[Referring expression data]
•••
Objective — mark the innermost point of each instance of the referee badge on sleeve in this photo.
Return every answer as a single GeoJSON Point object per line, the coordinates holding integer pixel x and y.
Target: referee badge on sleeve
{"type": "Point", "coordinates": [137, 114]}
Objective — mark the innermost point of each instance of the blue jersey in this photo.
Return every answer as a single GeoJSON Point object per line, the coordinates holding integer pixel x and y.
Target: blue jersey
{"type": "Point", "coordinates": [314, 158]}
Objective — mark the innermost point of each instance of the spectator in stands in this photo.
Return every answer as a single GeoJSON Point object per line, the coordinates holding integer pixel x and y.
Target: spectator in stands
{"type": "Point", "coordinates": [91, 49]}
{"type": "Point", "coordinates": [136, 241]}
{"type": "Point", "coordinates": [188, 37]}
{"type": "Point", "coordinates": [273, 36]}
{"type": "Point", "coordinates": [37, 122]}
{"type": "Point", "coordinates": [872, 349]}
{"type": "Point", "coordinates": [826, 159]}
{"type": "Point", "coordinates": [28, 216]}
•••
The records above are to be given again in full, exactly as written.

Objective — mark the innermost point of each instance of the referee badge on sleeve in this photo.
Return every answer as a single GeoJSON Point object per line, the coordinates holding integer pixel x and y.
Target: referee badge on sleeve
{"type": "Point", "coordinates": [137, 114]}
Objective — mark the innermost point of each instance of the blue jersey in this photo.
Return every answer as a single GeoJSON Point object per line, the coordinates holding integer pixel x and y.
Target: blue jersey
{"type": "Point", "coordinates": [314, 158]}
Objective — mark the innermost point of each instance of the spectator in stands in this photo.
Return every answer as a single GeoJSON Point object per line, the coordinates holding integer pixel x and y.
Target: spectator in stands
{"type": "Point", "coordinates": [91, 49]}
{"type": "Point", "coordinates": [136, 241]}
{"type": "Point", "coordinates": [188, 37]}
{"type": "Point", "coordinates": [273, 36]}
{"type": "Point", "coordinates": [37, 122]}
{"type": "Point", "coordinates": [872, 349]}
{"type": "Point", "coordinates": [826, 159]}
{"type": "Point", "coordinates": [28, 216]}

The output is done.